:: Page extract ::
• • • • •
Croatian singer (1947–2018)

Oliver Dragojević (/sh/; 7 December 1947 – 29 July 2018) was a Croatian singer and composer, who was considered one of the most enduring musical stars and cultural icons in Croatia with a discography that spanned nearly five decades. His style blended traditional klapa melodies of Dalmatia, a coastal region in his native Croatia, with jazz motifs wrapped up in a modern production.

For his influential musical career, he reached critical and commercial acclaim in Croatia and neighbouring countries, and numerous accolades, including numerous Porin and Indexi awards. He is one of the few Croatian musicians who performed at major international venues such as Carnegie Hall, Royal Albert Hall, L'Olympia, and Sydney Opera House.

Due to his popularity in Croatian music and his impact on Dalmatian music, he is often regarded as the "greatest musician in Croatian history", and his music videos on YouTube have accumulated more than 700 million views. In 1995, he was awarded the Order of Danica Hrvatska for his services to culture.

== Early life ==
Oliver's mother Kata (1907–1994) and father Marko Dragojević (1908–1991) had three daughters, all of whom died young during World War II. His family escaped to a refugee camp in El Shatt, Egypt, together with many other women and children from Dalmatia.
• • • • •
:: Work order A ::
According to the passage on Oliver Dragojević, in what year did he receive the Order of Danica Hrvatska?
:: Work order B ::
For each statement, say whether it agrees with the passage on Oliver Dragojević and quote the words that decide it: (i) His style blended klapa melodies with jazz motifs. (ii) He performed at Carnegie Hall. (iii) His parents had two daughters.
:: Work order C ::
Set down the part of the passage on Oliver Dragojević that opens with the words containing "For his influential" and closes with "Sydney Opera House.".

[Text-to-region grounding data]
• • • • •
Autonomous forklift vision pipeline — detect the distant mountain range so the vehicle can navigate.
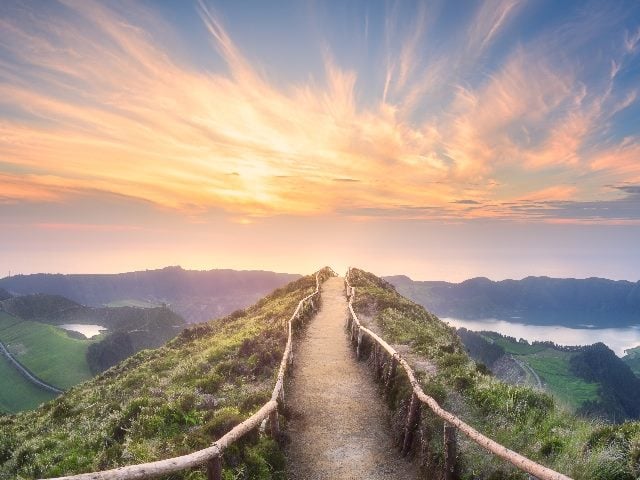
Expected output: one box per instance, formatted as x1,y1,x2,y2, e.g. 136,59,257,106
0,293,186,382
457,328,640,422
385,275,640,327
0,267,300,323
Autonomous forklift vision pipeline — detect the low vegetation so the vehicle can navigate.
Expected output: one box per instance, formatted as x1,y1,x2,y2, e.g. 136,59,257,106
0,355,56,414
0,270,328,480
458,329,640,422
351,269,640,480
0,312,93,392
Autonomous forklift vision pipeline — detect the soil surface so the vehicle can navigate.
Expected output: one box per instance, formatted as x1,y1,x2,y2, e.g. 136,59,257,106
286,277,418,480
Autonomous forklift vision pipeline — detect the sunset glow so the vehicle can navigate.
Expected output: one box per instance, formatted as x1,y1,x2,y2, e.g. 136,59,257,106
0,0,640,280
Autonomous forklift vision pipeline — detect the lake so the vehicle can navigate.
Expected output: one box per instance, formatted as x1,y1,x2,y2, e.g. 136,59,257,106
442,318,640,357
58,323,107,338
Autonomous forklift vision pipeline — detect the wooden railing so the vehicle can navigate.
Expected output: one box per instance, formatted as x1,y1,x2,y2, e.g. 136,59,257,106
345,269,571,480
43,269,335,480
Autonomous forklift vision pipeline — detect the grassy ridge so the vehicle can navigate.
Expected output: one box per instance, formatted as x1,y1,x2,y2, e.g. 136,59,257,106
484,333,600,411
0,312,95,390
0,355,56,413
0,270,328,480
351,269,640,480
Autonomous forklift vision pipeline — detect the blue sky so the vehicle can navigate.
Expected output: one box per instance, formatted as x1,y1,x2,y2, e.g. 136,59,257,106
0,0,640,280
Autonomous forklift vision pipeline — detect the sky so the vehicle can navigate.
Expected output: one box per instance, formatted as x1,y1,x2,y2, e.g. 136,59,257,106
0,0,640,281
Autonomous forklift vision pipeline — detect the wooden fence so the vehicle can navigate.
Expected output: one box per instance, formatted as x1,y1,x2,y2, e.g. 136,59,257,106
43,269,335,480
345,269,571,480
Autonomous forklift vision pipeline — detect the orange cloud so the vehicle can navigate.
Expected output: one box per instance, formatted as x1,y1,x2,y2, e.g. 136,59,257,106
0,0,638,223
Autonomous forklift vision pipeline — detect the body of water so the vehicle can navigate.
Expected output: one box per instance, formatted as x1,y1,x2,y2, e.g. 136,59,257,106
58,323,107,338
442,318,640,357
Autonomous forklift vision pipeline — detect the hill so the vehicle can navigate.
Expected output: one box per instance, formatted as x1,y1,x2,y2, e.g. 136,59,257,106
0,294,185,412
0,272,327,478
457,328,640,422
0,267,300,322
0,312,96,392
386,275,640,327
622,347,640,377
350,269,640,480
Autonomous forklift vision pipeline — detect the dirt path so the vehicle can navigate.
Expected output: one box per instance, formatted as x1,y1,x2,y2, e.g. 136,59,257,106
286,278,418,480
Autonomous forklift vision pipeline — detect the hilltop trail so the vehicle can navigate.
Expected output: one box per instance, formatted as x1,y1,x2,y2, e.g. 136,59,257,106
286,277,418,480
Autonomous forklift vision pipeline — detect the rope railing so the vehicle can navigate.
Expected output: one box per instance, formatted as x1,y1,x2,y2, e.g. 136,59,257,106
345,269,571,480
43,269,335,480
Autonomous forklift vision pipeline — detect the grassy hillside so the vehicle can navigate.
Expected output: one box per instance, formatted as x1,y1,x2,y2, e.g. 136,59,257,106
0,271,328,480
0,312,96,390
0,355,56,414
622,347,640,377
352,270,640,480
387,275,640,328
484,332,600,412
0,267,300,322
0,293,185,378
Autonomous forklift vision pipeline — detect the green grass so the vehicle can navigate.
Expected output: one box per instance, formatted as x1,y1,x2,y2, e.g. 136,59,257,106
519,348,600,411
0,312,95,390
0,355,56,413
488,335,547,355
0,271,336,480
351,269,640,480
483,333,600,412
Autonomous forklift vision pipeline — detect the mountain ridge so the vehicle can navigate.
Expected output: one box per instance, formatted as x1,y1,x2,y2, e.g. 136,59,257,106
385,275,640,326
0,266,300,323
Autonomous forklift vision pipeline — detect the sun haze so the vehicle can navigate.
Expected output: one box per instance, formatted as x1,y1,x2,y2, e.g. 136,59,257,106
0,0,640,280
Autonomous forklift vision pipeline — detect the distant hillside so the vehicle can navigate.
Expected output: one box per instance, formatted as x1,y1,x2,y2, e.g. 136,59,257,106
0,271,328,479
0,293,186,404
458,328,640,422
386,275,640,327
349,269,640,480
622,347,640,377
0,267,300,322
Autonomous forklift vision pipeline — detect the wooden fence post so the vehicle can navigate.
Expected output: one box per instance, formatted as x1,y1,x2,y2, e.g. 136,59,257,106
371,342,378,378
444,423,458,480
376,343,385,381
269,410,280,441
207,455,222,480
385,356,398,393
402,393,420,457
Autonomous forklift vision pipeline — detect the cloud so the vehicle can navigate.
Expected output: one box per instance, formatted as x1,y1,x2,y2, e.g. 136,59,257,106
0,0,640,223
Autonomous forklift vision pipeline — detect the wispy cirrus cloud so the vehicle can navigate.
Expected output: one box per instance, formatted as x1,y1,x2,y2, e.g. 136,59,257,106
0,0,640,220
• • • • •
:: Response box A ::
1995

:: Response box B ::
(i) Yes: "His style blended traditional klapa melodies of Dalmatia, a coastal region in his native Croatia, with jazz motifs wrapped up in a modern production."
(ii) Yes: "He is one of the few Croatian musicians who performed at major international venues such as Carnegie Hall"
(iii) No: "had three daughters, all of whom died young during World War II."

:: Response box C ::
For his influential musical career, he reached critical and commercial acclaim in Croatia and neighbouring countries, and numerous accolades, including numerous Porin and Indexi awards. He is one of the few Croatian musicians who performed at major international venues such as Carnegie Hall, Royal Albert Hall, L'Olympia, and Sydney Opera House.